> **Task data**
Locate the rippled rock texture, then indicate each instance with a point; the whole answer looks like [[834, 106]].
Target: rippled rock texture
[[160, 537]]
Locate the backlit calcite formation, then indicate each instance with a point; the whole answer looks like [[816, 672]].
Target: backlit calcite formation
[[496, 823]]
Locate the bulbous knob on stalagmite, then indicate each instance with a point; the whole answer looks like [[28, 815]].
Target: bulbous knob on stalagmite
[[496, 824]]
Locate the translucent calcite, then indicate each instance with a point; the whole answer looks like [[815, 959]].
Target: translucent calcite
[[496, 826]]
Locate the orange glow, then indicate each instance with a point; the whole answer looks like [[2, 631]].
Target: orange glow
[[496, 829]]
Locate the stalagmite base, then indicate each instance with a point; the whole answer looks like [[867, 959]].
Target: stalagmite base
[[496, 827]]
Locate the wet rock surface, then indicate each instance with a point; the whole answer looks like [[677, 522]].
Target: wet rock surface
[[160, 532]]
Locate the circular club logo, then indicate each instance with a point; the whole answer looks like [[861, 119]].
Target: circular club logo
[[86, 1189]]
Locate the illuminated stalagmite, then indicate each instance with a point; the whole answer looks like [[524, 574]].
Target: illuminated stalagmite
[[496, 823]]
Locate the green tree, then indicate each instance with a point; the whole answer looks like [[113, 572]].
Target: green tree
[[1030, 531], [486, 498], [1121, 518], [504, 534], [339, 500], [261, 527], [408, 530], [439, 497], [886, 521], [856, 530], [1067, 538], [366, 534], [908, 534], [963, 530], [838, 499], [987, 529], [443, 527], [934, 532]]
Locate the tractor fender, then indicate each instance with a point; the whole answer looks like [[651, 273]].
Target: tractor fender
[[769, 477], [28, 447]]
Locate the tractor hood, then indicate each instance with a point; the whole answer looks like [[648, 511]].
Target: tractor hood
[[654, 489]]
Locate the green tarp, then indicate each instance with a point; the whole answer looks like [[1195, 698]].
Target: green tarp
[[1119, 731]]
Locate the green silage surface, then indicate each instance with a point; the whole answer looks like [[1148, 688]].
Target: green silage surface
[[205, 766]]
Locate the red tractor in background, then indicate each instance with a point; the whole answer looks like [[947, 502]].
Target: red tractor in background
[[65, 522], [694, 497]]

> **Problem requirements**
Could you copy every record above exactly as it appears?

> **Response to the task**
Locate the rippled rock texture, then indicate each instance with a point; the whole answer looks like [[834, 106]].
Target: rippled rock texture
[[160, 537]]
Locate the backlit calcite formation, then indicate each instance with a point; the whole answer looks like [[816, 672]].
Target: backlit calcite formation
[[496, 823]]
Locate the bulbous knob on stalagmite, then indicate each instance with a point; the whole answer looks like [[28, 815]].
Target: bulbous knob on stalagmite
[[496, 824]]
Locate the translucent calcite, then indicate each instance with a point; the whole answer looks like [[815, 959]].
Target: translucent calcite
[[496, 826]]
Locate the orange glow, then indicate each instance with a point; the whole answer looks like [[2, 631]].
Target: orange glow
[[496, 829]]
Locate the stalagmite base, then indicate each instance with a point; the whole answer looks like [[867, 959]].
Target: stalagmite base
[[496, 827]]
Locate the wet rock surface, then indicate each instance with a point; the whole answer looks like [[677, 522]].
Target: wet rock surface
[[160, 532]]
Locate the circular club logo, then indicate each instance with a point; the whole answer looks like [[861, 119]].
Target: circular club logo
[[86, 1189]]
Locate the illuminated stalagmite, then indicate each instance with a point; the whole answer looks like [[524, 574]].
Target: illuminated stalagmite
[[496, 823]]
Locate the green tree, then indicate each instance with a point; the whole answer looks like [[113, 572]].
Target: green tree
[[1030, 531], [486, 498], [1121, 518], [504, 534], [339, 500], [261, 527], [408, 530], [439, 497], [886, 521], [856, 530], [1067, 538], [366, 534], [908, 534], [963, 530], [838, 499], [987, 529], [443, 527], [934, 532]]
Locate the tractor fender, then indicate each instance with a point; the whole answer looks like [[651, 273]].
Target: tractor fender
[[769, 477], [28, 447]]
Locate the tractor hood, then indicate each instance with a point; the whole answer looks like [[648, 511]].
Target: tractor hood
[[654, 489]]
Locate the green tarp, then indicate each instance with a point; the whole answer looks like [[1195, 698]].
Target: green tarp
[[1119, 731]]
Locate the green silage surface, then indicate each instance with a point; the whole answer looks like [[1148, 688]].
Target: green silage surface
[[205, 766]]
Locate the red tractor in background, then indicate each instance with a point; the whole answer looks like [[947, 502]].
Target: red tractor in background
[[65, 522], [694, 497]]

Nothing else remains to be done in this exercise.